■ **Tasks to perform**:
A: Repeat a portion of the passage on framing charges word for word. Begin at the words "12. The scope" and stop after "41-42, para 4)".
B: In the passage on framing charges, which case is cited with the reference (2007) 5 SCC 403?

11. At the stage of Section 227, the Judge has
merely to sift the evidence in order to find out whether
or not there is sufficient ground for proceeding against
the accused. In other words, the sufficiency of ground
would take within its fold the nature of the evidence
recorded by the police or the documents produced
before the court which ex facie disclose that there are
suspicious circumstances against the accused so as to
frame a charge against him.

12. The scope of Section 227 of the Code was
considered by this Court in State of Bihar v. Ramesh
Singh, wherein this Court observed as follows: (SCC
pp. 41-42, para 4)
“4. … Strong suspicion against the accused, if
the matter remains in the region of suspicion,
cannot take the place of proof of his guilt at the
conclusion of the trial. But at the initial stage if
there is a strong suspicion which leads the court
to think that there is ground for presuming that
the accused has committed an offence then it is
not open to the court to say that there is no
sufficient ground for proceeding against the
accused. The presumption of the guilt of the
accused which is to be drawn at the initial stage
is not in the sense of the law governing the trial
of criminal cases in France where the accused is
presumed to be guilty unless the contrary is
proved. But it is only for the purpose of deciding
prima facie whether the court should proceed
with the trial or not. If the evidence which the
prosecutor proposes to adduce to prove the
guilt of the accused even if fully accepted before
it is challenged in cross-examination or rebutted
by the defence evidence, if any, cannot show
that the accused committed the offence, then
there will be no sufficient ground for proceeding
with the trial.”

This Court has thus held that whereas strong
suspicion may not take the place of the proof at the
trial stage, yet it may be sufficient for the satisfaction
of the trial Judge in order to frame a charge against the
accused.”

Supreme Court, in its earlier judgment in case of Soma

Chakravarty Vs. State through CBI [(2007) 5 SCC 403] reiterated
the settled position for exercising power under Section 228 Cr.P.C.

for framing charges. The Court held :

“Before framing a charge the court must apply
its judicial mind on the material placed on record and
must be satisfied that the commitment of offence by
the accused was possible. Whether, in fact, the
accused committed the offence, can only be decided
in the trial.”

[Point annotation dataset records]
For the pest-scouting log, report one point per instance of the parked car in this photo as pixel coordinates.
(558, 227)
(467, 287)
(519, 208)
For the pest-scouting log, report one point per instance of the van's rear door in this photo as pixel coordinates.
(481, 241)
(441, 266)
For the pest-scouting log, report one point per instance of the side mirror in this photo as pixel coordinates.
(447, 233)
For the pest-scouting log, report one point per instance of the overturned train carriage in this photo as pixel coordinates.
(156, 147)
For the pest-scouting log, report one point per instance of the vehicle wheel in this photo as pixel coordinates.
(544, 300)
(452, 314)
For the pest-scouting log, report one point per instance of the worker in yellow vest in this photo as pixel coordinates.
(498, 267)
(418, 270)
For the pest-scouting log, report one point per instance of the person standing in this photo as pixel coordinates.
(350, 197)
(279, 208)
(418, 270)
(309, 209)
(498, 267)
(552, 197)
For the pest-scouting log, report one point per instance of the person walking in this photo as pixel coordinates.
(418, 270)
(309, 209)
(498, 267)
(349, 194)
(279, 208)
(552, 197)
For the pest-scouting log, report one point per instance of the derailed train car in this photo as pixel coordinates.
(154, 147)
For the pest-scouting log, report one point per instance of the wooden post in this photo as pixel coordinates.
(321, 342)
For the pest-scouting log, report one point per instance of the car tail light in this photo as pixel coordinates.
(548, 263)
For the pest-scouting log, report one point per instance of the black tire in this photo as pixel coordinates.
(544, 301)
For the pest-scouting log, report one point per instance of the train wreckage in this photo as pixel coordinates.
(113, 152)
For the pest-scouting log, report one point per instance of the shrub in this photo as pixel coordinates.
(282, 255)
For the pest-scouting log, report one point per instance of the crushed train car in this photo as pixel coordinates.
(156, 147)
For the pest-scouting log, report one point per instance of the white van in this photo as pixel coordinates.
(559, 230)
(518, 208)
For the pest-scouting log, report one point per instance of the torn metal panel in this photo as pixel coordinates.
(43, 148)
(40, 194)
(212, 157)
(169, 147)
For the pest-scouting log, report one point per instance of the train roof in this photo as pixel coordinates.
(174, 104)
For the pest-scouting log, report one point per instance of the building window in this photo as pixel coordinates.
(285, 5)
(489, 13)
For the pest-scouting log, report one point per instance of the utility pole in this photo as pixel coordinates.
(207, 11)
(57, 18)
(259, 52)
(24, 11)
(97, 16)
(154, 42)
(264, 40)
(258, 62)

■ **Task-by-task solutions**:
A:
12. The scope of Section 227 of the Code was
considered by this Court in State of Bihar v. Ramesh
Singh, wherein this Court observed as follows: (SCC
pp. 41-42, para 4)

B: Soma Chakravarty Vs. State through CBI.